The Disasters of War

by James Fenton

New York Review of Books

May 25, 2017

It comes as a surprise to a British reader to find World War I routinely referred to, by Americans, as America’s “forgotten war.” The British would never use such a term. It is true that certain significant aspects of the war have faded from the collective memory. Every one of us can remember why World War II was fought (“Hitler had to be stopped”), but few can do the same for World War I. Yes, the archduke had been shot in Sarajevo, but who the archduke was, and why his assassination led to general war, and why the war was or wasn’t worth fighting—that takes a rarer expertise to answer.

The war itself, though, is vividly, viscerally remembered through a series of images, stories, and rituals: bugle music—the Last Post and Reveille, framing the Two-Minutes’ Silence; the wearing of poppies on or around Armistice Day; the trenches; gas masks; the Christmas Truce (a famous moment of unauthorized fraternization on the western front in 1914); shell shock; the refusal to distinguish between the shell-shocked and the malingerer; the brutal idiocy of the generals; women handing out white feathers to noncombatant men; songs and parodies of songs; poets at the front line.

The list expands, contracts, expands again. It holds an abiding fascination for us. But that fascination changes with the decades. When I was a child the standard poppy had a black disk in the center, stamped with the name of the Haig Fund, named for Field Marshal Earl Haig, the commander of the British Expeditionary Force. But over the years the reputation of Haig, the “Butcher of the Somme,” went into such a decline that his name was removed from the poppy. Siegfried Sassoon’s “The General,” written in a hospital in April 1917, gives us a generic World War I commander as he will inevitably be remembered—the affable fool with blood on his hands:
“Good morning; good morning!” the General said
When we met him last week on our way to the line.
Now the soldiers he smiled at are most of ’em dead,
And we’re cursing his staff for incompetent swine.
“He’s a cheery old card,” grunted Harry to Jack
As they slogged up to Arras with rifle and pack.
But he did for them both by his plan of attack.

....

- [Tasks to carry out]
a - Print the portion of the essay starting at "The list expands, contracts, expands" and ending at "to the line.".
b - Which people are mentioned by name in the essay and in the poem it quotes, not counting the essay's author?
c - According to the essay, what was stamped on the black disk at the center of the standard poppy?

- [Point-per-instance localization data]
....

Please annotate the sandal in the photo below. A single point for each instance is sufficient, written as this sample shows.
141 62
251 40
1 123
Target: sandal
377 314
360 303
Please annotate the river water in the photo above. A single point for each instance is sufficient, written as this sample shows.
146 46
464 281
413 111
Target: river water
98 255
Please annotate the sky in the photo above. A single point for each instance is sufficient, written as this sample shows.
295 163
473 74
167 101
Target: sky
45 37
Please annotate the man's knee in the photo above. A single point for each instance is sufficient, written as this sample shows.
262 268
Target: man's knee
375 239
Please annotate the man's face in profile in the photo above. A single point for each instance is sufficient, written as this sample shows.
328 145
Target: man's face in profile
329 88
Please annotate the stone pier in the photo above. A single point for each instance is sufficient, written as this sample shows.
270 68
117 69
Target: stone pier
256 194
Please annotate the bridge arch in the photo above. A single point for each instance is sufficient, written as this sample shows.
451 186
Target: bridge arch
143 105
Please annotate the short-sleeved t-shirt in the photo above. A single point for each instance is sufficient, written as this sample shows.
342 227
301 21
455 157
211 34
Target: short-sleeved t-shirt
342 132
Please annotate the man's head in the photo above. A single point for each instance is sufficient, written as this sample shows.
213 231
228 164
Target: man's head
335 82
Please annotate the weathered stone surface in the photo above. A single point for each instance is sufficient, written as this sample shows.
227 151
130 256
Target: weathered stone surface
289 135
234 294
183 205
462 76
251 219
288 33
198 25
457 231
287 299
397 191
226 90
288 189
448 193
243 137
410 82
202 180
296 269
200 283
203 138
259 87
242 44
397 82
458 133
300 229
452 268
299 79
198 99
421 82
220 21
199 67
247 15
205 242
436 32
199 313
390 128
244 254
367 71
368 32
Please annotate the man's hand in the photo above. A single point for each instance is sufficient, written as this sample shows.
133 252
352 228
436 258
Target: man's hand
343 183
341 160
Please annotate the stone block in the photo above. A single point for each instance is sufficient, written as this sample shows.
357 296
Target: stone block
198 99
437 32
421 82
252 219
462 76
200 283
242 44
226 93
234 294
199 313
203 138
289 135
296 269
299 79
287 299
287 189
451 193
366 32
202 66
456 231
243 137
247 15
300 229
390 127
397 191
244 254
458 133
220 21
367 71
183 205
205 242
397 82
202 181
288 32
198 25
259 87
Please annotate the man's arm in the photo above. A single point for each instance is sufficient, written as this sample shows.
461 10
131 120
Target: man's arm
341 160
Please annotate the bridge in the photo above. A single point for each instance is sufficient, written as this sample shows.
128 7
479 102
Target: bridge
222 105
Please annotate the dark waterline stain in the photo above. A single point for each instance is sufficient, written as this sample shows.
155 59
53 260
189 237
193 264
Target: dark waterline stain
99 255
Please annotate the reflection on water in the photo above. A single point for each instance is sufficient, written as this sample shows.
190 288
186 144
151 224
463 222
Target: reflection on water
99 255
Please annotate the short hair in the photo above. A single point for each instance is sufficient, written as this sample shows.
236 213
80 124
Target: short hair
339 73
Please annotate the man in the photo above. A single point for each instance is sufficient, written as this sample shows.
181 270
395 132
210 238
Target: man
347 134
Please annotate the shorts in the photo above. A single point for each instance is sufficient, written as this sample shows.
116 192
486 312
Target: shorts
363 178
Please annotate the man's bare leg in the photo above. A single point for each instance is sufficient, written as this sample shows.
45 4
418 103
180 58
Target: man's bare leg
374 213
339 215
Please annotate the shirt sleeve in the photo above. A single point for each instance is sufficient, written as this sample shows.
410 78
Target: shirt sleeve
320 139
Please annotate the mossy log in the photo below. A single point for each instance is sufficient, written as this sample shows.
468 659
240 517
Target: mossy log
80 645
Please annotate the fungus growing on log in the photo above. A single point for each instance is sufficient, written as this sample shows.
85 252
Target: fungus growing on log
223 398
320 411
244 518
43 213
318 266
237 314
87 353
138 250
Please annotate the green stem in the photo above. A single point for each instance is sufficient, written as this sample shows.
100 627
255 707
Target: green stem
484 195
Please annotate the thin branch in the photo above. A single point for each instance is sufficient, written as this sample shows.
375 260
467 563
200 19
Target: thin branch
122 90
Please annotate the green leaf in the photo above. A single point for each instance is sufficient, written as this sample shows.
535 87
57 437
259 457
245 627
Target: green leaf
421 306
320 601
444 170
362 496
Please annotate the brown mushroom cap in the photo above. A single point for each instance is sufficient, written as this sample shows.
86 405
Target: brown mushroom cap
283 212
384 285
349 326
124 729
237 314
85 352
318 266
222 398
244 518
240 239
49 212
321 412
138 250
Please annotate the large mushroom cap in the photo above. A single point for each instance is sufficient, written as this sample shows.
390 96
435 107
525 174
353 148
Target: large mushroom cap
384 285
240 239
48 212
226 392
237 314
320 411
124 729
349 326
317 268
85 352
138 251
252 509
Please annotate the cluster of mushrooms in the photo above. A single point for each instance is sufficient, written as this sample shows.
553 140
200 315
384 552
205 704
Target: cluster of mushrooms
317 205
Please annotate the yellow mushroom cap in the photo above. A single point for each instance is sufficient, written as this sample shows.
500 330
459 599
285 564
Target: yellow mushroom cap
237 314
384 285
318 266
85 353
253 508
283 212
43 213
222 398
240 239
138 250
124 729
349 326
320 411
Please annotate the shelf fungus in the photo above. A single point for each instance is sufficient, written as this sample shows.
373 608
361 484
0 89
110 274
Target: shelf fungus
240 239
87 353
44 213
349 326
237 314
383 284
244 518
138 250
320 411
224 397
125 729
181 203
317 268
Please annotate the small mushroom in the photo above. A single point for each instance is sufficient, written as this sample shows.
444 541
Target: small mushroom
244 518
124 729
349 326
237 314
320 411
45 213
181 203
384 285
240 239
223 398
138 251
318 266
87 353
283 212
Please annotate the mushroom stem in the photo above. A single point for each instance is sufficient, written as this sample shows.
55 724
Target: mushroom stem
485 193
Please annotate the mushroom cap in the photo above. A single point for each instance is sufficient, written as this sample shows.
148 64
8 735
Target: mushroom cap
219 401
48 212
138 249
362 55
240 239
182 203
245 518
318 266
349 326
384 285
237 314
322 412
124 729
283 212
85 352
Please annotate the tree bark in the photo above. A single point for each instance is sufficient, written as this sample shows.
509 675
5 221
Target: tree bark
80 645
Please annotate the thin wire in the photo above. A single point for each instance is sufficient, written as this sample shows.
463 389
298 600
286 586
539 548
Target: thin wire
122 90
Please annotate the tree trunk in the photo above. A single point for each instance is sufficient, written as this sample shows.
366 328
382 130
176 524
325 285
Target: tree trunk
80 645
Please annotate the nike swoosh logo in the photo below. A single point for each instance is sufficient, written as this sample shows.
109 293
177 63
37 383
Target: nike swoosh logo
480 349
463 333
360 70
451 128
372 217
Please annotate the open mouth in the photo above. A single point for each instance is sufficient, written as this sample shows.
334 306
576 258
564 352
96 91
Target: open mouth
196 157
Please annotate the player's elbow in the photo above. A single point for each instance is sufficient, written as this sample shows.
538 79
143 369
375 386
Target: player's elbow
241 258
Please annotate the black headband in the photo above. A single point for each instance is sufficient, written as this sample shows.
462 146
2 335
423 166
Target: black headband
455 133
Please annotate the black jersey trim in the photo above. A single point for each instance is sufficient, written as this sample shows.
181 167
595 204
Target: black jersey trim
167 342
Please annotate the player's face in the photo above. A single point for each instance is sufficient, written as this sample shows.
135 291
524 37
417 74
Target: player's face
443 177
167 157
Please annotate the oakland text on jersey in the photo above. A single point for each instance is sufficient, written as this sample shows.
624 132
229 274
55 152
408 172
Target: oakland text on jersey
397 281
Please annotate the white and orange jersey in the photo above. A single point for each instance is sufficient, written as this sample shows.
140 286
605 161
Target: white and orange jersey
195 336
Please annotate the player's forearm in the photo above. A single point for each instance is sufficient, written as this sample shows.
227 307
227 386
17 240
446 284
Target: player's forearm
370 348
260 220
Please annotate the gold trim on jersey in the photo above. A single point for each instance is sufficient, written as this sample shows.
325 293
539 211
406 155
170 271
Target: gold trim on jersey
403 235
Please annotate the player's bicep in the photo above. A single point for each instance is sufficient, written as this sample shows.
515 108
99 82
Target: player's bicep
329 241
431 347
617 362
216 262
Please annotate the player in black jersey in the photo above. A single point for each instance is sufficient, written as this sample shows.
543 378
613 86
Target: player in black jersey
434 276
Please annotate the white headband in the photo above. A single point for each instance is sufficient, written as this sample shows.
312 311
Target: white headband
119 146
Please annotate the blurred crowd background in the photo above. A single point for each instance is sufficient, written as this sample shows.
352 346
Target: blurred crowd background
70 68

....

- [Responses for each task]
a -
The list expands, contracts, expands again. It holds an abiding fascination for us. But that fascination changes with the decades. When I was a child the standard poppy had a black disk in the center, stamped with the name of the Haig Fund, named for Field Marshal Earl Haig, the commander of the British Expeditionary Force. But over the years the reputation of Haig, the “Butcher of the Somme,” went into such a decline that his name was removed from the poppy. Siegfried Sassoon’s “The General,” written in a hospital in April 1917, gives us a generic World War I commander as he will inevitably be remembered—the affable fool with blood on his hands:
“Good morning; good morning!” the General said
When we met him last week on our way to the line.

b - Hitler, Field Marshal Earl Haig, Siegfried Sassoon, Harry, Jack

c - The name of the Haig Fund.